> **EXERCISE GOAL**: Transcribe the listing word for word. Begin at its first line and end with the line containing "groom's shadow | locate".

> **EXCERPTED RECORDS**:
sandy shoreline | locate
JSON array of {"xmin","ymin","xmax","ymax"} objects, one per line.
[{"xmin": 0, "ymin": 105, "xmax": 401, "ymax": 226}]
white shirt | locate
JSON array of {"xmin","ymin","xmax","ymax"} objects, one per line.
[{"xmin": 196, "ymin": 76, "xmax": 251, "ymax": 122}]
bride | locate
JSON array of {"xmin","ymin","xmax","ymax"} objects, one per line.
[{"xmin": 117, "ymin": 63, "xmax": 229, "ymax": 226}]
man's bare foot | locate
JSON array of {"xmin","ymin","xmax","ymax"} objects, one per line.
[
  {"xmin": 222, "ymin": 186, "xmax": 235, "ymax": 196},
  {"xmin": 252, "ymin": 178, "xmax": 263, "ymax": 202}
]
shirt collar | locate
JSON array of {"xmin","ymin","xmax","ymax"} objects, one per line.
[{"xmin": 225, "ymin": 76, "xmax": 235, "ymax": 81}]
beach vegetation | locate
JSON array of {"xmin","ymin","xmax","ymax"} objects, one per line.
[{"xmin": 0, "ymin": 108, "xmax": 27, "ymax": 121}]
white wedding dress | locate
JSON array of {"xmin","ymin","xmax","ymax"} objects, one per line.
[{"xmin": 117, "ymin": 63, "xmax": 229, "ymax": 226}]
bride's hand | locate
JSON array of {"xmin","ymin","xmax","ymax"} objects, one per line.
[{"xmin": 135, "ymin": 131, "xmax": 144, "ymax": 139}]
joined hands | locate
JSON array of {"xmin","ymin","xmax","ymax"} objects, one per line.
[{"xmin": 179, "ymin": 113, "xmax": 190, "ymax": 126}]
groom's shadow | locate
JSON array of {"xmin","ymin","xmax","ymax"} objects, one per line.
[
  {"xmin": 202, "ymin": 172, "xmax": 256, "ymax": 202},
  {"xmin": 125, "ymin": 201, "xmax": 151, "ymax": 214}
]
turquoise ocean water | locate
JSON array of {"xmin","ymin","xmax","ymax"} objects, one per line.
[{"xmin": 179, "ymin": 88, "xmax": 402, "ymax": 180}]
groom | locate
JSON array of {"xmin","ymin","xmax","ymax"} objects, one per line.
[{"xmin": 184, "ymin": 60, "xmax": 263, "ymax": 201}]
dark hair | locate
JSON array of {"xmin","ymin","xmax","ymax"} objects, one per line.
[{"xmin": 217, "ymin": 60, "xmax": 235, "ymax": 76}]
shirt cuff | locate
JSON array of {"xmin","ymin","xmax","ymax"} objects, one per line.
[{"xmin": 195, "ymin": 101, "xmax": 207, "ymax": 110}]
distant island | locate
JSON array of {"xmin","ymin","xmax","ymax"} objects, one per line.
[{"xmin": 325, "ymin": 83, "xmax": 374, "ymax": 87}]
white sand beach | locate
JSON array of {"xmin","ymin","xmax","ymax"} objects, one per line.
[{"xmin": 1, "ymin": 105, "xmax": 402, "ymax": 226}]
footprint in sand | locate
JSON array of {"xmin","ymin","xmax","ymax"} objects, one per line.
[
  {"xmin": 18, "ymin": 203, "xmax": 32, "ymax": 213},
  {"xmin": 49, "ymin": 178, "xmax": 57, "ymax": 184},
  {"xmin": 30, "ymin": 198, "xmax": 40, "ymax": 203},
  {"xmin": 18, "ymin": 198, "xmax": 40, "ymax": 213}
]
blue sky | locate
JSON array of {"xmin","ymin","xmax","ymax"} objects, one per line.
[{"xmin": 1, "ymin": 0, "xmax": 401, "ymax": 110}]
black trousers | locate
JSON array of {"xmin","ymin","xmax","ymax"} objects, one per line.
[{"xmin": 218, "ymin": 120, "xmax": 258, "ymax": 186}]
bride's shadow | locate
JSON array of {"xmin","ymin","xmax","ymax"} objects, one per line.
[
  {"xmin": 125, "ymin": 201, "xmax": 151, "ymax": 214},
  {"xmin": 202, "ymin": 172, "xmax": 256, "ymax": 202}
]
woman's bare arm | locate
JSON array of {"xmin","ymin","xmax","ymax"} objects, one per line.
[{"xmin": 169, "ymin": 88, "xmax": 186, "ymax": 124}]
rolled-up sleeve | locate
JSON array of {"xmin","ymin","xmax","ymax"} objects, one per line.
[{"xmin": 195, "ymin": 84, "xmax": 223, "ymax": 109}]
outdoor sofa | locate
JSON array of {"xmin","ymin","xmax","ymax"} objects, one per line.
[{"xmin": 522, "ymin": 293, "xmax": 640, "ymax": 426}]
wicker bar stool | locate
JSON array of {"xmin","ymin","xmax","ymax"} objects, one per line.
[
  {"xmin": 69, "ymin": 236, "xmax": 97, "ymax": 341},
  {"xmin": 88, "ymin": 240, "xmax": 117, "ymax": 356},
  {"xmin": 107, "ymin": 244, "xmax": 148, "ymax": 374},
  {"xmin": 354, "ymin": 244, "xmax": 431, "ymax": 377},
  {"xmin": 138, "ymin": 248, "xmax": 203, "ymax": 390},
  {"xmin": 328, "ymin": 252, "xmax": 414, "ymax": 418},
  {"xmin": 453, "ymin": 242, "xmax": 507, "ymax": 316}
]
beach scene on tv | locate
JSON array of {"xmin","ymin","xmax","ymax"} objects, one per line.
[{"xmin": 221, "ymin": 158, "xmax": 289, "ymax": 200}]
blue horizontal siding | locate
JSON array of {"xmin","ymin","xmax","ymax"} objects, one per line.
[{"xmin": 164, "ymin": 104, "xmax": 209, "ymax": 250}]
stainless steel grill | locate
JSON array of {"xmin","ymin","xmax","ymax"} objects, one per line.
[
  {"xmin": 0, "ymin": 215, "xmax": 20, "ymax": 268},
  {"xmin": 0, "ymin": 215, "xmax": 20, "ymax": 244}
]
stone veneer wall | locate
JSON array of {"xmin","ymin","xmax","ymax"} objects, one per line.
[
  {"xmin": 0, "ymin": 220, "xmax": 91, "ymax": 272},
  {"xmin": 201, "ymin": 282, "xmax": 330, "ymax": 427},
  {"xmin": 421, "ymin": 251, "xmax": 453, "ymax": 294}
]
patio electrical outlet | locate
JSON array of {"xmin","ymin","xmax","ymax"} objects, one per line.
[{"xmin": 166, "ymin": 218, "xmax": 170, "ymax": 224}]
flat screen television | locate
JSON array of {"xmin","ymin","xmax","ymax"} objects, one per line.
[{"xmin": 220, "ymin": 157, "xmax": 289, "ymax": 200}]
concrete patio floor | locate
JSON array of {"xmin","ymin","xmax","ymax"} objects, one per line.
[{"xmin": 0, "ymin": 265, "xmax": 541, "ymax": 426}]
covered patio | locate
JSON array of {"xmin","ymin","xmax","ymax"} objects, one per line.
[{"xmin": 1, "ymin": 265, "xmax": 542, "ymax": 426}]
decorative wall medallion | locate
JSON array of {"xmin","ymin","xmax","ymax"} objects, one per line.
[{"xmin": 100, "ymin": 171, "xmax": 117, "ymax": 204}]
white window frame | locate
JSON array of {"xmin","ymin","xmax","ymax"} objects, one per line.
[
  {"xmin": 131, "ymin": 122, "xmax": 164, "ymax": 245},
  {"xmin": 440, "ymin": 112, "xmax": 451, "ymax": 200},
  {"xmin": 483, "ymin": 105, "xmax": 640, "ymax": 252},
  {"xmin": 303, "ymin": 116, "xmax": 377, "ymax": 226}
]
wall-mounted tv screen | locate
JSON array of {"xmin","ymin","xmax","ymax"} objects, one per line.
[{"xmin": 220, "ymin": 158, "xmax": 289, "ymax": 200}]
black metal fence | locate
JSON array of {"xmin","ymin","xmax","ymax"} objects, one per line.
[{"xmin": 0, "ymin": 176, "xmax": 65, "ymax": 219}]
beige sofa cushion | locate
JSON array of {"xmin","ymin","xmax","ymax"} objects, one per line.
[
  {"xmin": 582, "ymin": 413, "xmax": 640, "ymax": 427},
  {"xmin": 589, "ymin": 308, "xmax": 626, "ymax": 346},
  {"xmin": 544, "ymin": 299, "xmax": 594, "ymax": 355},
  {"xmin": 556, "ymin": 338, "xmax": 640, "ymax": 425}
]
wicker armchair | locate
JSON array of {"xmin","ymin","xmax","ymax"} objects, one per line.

> **EXERCISE ANSWER**:
sandy shoreline | locate
JSON array of {"xmin","ymin","xmax","ymax"} objects, one per line.
[{"xmin": 0, "ymin": 105, "xmax": 401, "ymax": 226}]
white shirt | locate
JSON array of {"xmin","ymin","xmax","ymax"} objects, one per line.
[{"xmin": 196, "ymin": 76, "xmax": 251, "ymax": 122}]
bride | locate
JSON array of {"xmin","ymin","xmax","ymax"} objects, one per line.
[{"xmin": 117, "ymin": 63, "xmax": 229, "ymax": 226}]
man's bare foot | locate
JSON array of {"xmin","ymin","xmax","ymax"} objects, one per line.
[
  {"xmin": 222, "ymin": 186, "xmax": 235, "ymax": 196},
  {"xmin": 252, "ymin": 178, "xmax": 263, "ymax": 202}
]
shirt collar | locate
JSON array of {"xmin","ymin","xmax","ymax"} objects, one per line.
[{"xmin": 225, "ymin": 76, "xmax": 235, "ymax": 81}]
beach vegetation | locate
JSON array of {"xmin","ymin","xmax","ymax"} objects, one per line.
[{"xmin": 0, "ymin": 108, "xmax": 27, "ymax": 121}]
white wedding dress | locate
JSON array of {"xmin","ymin","xmax","ymax"} objects, one per line.
[{"xmin": 117, "ymin": 63, "xmax": 229, "ymax": 226}]
bride's hand | locate
JSON array of {"xmin","ymin","xmax","ymax"} objects, one per line.
[{"xmin": 135, "ymin": 131, "xmax": 144, "ymax": 139}]
joined hands | locate
JSON array of {"xmin","ymin","xmax","ymax"} objects, one per line.
[{"xmin": 179, "ymin": 113, "xmax": 190, "ymax": 126}]
groom's shadow | locate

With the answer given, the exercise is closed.